▶ _記述課題_
レオタックスFVについての抜粋の続きを、最後の文の後から書いてもらえますか。

サイズ: 140x73x32mm(ボディのみ)
重量: 約500g(ボディのみ)
シャッター: 布幕横走りフォーカルプレーン T、B、1〜1/1000秒
ファインダー: 二重像合致二眼式
標準レンズ: トプコールS 5cm F2
レンズマウント: L39スクリューマウント
分類番号: グループ1b

 レオタックスは1939年に日本で最初に35mmライカ型カメラを製作したメーカである。当初は距離計のないモデルであったが、すぐにライカのファインダーの特許を避けた、有名な"スペシャルA"を生産する。戦後には東京光学と提携し、その素晴らしい描写のレンズも相まって一世を風靡したが、50年代後半には一眼レフの時代に乗り遅れ、優れた技術と手堅い作りを持ちながら、このFVと廉価版のメリット・エリートを最後に倒産してしまった。

 このFV型は54年発売のF型のダイキャストフレームを用い、徐々に発展させていった最終型で、レオタックス中の最高峰にあたる。後にしばらくして登場するレオタックスGは、倒産後に下請け業者が部品を組み上げて販売したもので、純レオタックス製とは言えないし、実際まともに使えるものが少ないそうである。FVにも難点はあり、初めて巻き戻しをクランク型にしたが、ここが弱く、故障しやすいと言う。

▶ _データ行_
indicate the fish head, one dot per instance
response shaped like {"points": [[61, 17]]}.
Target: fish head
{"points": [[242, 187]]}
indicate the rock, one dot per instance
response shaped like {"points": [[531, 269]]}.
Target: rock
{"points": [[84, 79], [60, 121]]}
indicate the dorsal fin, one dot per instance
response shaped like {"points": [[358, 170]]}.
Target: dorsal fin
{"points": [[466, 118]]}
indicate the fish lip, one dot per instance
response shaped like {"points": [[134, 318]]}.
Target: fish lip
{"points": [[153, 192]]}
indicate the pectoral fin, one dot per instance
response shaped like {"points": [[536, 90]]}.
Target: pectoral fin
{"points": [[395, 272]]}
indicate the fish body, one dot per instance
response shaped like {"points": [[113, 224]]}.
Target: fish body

▶ _最終結果_
 ところで、FVの進化した点は、まずレバー巻き上げになった点が挙げられる。巻き戻しクランクにも言えることであるが、バルナック型カメラのデザインを崩すことなく、それでいて非常にすっきりとまとまっている。見た目に両者ともノブダイアルの面影を残しながら、例えば巻き上げ側にはそこにフィルムインジケーターなどのパーツを埋め込んでいる。巻き戻しクランクは普段は回転しないが、このクランクを起こすとギアが噛み合い、巻き戻しができるようになっている。しかし、普段回転しないと言うことは、フィルムが確実に巻き上げられているかどうか不安になるが、その点も巻き上げの際にシャッターボタンの後ろに見える小窓の中の円盤が回転して確認できるように、万全である。ボタンの位置そのものも前に出て非常に押しやすくなっている。
 もう一つ、前のTV型からファインダーも進化しており、ビューファインダーの口径が大きくなり、ブライトフレームさえ入っている。一見これまでのバルナック型カメラと何ら変わらないように見えるが、よく見ると確かに大きくなっているのが分かる。ファインダーカバー部もよく見ると右にギリギリまで広がっているのが確認できよう。ここは裏側もいっぱいいっぱいまで横に広がったが、接眼部が大きくなったことによるのだろう。いずれにしても、バルナック型カメラの最終発展形と言っても過言ではなかろう。
 標準レンズはトプコールS 5cm F2で、このレンズは「ズミクロンを超えた」と当時言われたレンズで、解像度のみならず、階調の豊かさやボケにも重点を置いた設計で、当時の国産レンズ随一の実力を持つ。このレンズには3種類あって、57年半ばの雑誌広告では後期のアルミ製黒鏡胴のものが付いている。しかし、当初はT2型と併売されていて、それに付けられていた中期型白黒鏡胴のレンズも付けられて売られていたようである。性能はどちらも甲乙付け難いが、中期のレンズが最も優れていると思う。

作例:「にっこり」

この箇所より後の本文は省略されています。